** START OF Data **

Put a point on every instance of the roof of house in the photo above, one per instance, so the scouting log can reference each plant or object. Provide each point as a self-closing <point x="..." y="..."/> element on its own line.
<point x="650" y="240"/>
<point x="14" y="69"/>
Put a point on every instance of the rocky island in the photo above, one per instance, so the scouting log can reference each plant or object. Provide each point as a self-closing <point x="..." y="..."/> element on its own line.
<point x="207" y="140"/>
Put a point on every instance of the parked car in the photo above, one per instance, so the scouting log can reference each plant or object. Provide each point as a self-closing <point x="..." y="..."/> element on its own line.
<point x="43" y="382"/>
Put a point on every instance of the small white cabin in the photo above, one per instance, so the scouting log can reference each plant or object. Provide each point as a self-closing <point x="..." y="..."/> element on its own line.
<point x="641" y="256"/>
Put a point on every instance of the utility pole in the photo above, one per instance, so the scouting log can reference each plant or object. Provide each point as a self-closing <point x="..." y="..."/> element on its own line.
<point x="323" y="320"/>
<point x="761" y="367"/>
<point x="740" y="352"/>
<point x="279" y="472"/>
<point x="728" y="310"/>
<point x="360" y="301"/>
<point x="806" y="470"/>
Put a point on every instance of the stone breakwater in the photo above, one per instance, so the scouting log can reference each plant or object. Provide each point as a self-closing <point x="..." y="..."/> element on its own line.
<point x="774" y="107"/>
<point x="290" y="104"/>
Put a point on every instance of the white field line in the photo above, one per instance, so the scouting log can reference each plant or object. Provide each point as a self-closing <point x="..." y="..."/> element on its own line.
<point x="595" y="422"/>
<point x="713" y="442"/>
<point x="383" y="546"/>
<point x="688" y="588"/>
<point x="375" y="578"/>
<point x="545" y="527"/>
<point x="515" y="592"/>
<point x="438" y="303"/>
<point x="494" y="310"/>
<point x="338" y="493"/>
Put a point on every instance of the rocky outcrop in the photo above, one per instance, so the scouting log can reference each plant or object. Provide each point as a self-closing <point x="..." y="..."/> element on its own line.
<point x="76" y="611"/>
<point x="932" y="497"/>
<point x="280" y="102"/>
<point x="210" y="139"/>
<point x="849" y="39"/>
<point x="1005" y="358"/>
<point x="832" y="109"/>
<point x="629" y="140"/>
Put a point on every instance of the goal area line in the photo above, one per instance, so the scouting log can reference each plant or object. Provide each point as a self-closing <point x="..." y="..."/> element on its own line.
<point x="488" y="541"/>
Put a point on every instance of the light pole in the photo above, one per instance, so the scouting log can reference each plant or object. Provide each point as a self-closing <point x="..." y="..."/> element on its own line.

** END OF Data **
** START OF Data **

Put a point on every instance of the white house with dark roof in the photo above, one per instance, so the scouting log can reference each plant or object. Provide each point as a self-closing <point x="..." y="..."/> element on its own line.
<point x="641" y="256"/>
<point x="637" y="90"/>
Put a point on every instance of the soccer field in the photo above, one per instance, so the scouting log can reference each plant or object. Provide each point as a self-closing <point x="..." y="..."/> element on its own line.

** END OF Data **

**Task goal:** Please extract every row above that contains the string "pole", treating uppercase and lowercase as different.

**Response:**
Put a point on every instance of the utility pole in the photo above, one per instance, so the scouting log can reference each plant or object. Provide each point as a self-closing <point x="..." y="..."/> element on its own line.
Put a point on every instance of the light pole in the photo above, one per instance, so the scouting log can reference each plant or object. Provide each point as a self-closing <point x="..." y="..."/> element on its own line.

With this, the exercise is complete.